(Pointing records)
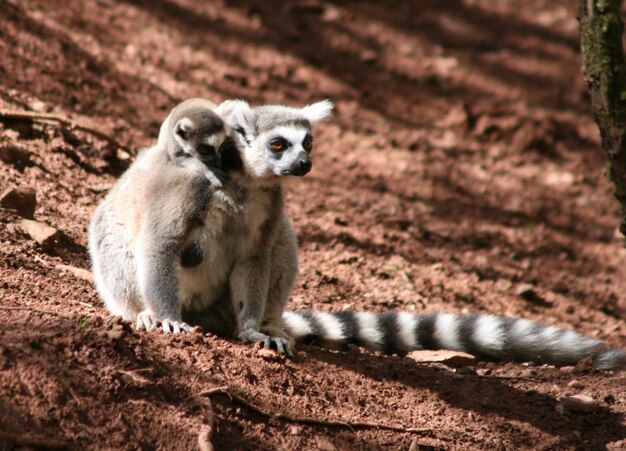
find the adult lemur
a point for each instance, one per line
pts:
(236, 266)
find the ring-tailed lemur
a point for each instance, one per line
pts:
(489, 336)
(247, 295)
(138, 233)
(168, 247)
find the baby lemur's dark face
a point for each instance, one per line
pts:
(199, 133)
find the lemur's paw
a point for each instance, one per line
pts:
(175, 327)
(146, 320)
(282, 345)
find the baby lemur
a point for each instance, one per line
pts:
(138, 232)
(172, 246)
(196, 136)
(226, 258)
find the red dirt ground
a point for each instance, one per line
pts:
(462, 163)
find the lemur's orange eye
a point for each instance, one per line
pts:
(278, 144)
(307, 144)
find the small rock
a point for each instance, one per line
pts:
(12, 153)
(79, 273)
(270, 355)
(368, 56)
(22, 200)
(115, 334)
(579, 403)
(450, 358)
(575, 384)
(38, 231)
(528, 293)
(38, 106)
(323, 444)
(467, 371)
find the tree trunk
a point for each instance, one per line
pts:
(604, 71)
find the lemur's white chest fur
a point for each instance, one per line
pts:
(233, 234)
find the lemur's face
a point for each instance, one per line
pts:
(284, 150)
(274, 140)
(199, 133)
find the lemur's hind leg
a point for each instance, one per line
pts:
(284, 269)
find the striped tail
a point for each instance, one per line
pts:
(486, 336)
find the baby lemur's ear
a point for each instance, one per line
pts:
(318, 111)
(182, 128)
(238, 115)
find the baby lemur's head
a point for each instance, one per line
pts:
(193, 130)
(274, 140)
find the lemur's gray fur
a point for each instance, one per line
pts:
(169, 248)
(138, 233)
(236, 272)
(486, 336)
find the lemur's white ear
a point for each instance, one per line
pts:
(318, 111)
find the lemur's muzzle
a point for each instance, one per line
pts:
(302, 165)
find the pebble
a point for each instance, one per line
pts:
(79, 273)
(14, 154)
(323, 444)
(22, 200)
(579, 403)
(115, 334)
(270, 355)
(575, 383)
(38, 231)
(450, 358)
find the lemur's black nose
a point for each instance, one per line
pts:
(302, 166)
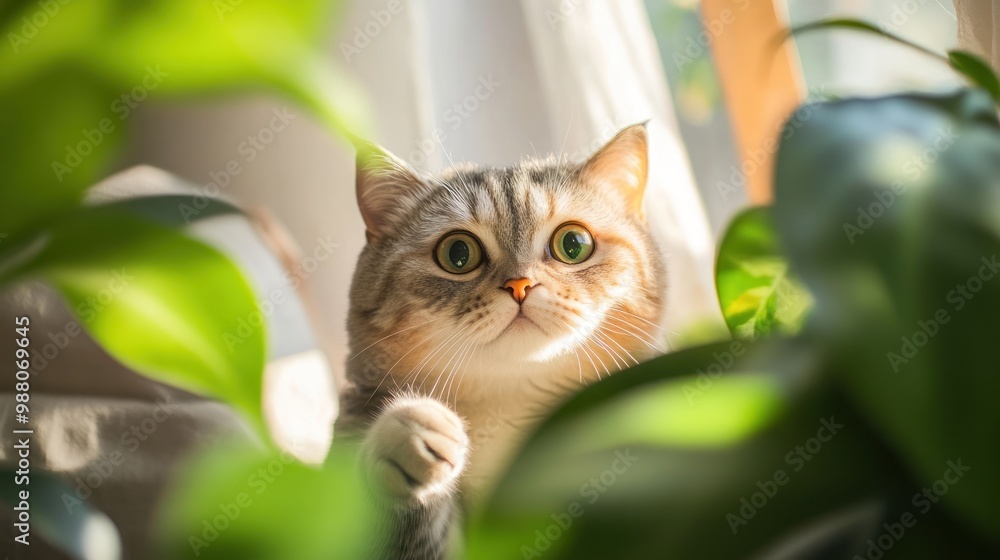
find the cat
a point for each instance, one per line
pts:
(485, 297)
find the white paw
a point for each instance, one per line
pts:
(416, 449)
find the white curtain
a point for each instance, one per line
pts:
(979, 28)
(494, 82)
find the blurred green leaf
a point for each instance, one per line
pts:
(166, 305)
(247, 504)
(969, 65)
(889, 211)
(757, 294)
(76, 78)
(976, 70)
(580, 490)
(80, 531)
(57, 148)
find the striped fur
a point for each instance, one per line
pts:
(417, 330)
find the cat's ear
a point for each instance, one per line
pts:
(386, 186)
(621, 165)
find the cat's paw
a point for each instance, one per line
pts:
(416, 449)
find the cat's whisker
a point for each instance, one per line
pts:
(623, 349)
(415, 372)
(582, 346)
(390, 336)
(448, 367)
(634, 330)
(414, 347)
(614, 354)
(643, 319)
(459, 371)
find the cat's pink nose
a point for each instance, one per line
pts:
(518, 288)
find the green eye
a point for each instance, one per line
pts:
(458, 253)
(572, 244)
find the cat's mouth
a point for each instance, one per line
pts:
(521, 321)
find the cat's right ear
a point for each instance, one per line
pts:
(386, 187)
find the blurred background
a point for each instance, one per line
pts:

■ **Objective**:
Rewrite all of the records above with "instance" swapped for "occurrence" everywhere it appears, keeping every other word the same. Omit the pictures from your answer.

■ **Written answer**:
find the adult lemur
a point for each occurrence, one per line
pts:
(236, 266)
find the ring-tailed lemur
a point for each occurrence, one per line
pts:
(489, 336)
(247, 295)
(138, 233)
(168, 247)
find the baby lemur's dark face
a point for each occurrence, one per line
pts:
(199, 133)
find the lemur's paw
a point for each occurrence, one per line
pts:
(175, 327)
(146, 320)
(282, 345)
find the baby lemur
a point for each occurrence, one per line
pts:
(138, 232)
(172, 246)
(196, 136)
(226, 258)
find the red dirt ground
a point for each occurrence, one per line
pts:
(462, 163)
find the lemur's orange eye
a point for each occurrence, one per line
pts:
(278, 144)
(307, 144)
find the small rock
a point for each occurrence, one per line
pts:
(12, 153)
(79, 273)
(270, 355)
(368, 56)
(22, 200)
(115, 334)
(579, 403)
(450, 358)
(575, 384)
(38, 231)
(528, 293)
(38, 106)
(323, 444)
(467, 371)
find the tree trunk
a point for each occurrence, one per line
pts:
(604, 71)
find the lemur's white chest fur
a point for each occurrence, one per line
pts:
(233, 234)
find the lemur's face
a point for each occurrence, one per line
pts:
(284, 150)
(274, 140)
(199, 133)
find the lemur's hind leg
a point for each occurrence, one per line
pts:
(284, 269)
find the striped tail
a point for each occurrence, one per line
pts:
(486, 336)
find the baby lemur's ear
a point for each occurrence, one per line
pts:
(318, 111)
(182, 128)
(238, 115)
find the baby lemur's head
a point for each occurrence, one per line
pts:
(193, 130)
(274, 140)
find the lemur's gray fur
a point for each occurrence, one per line
pts:
(169, 248)
(138, 233)
(236, 272)
(486, 336)
find the lemur's white ear
a point for each occurrence, one per line
pts:
(318, 111)
find the lemur's muzzle
a point for each occurrence, one per line
pts:
(302, 165)
find the pebble
a point for each occurrence, one per line
pts:
(79, 273)
(14, 154)
(323, 444)
(22, 200)
(579, 403)
(115, 334)
(270, 355)
(575, 383)
(38, 231)
(450, 358)
find the lemur's black nose
a point for each occurrence, one per line
pts:
(302, 166)
find the cat
a point for each occurrence, one per line
pts:
(485, 297)
find the white paw
a point for each occurrence, one per line
pts:
(416, 449)
find the white curtain
a point for each occurrence, one per line
pts:
(979, 28)
(494, 82)
find the blurred green leaf
a point for each occurrence, one per line
pts:
(166, 305)
(247, 504)
(969, 65)
(889, 211)
(757, 294)
(76, 78)
(976, 70)
(580, 490)
(80, 531)
(57, 148)
find the striped fur
a point for each occurrence, one per line
pts:
(417, 330)
find the cat's ear
a point for each occurrence, one per line
pts:
(386, 186)
(621, 165)
find the cat's paw
a point for each occurrence, one per line
pts:
(416, 449)
find the cat's whisker
a point for each occurrence, one per line
pts:
(623, 349)
(415, 372)
(582, 346)
(390, 336)
(448, 367)
(634, 330)
(414, 347)
(614, 354)
(643, 319)
(459, 371)
find the cat's pink nose
a point for each occurrence, one per line
pts:
(518, 288)
find the green eye
a point for each occurrence, one per line
pts:
(458, 253)
(572, 244)
find the cat's mouth
a point for each occurrence, one per line
pts:
(521, 321)
find the cat's right ear
a point for each occurrence, one per line
pts:
(386, 187)
find the blurred background
a point for each occurrence, one per line
pts:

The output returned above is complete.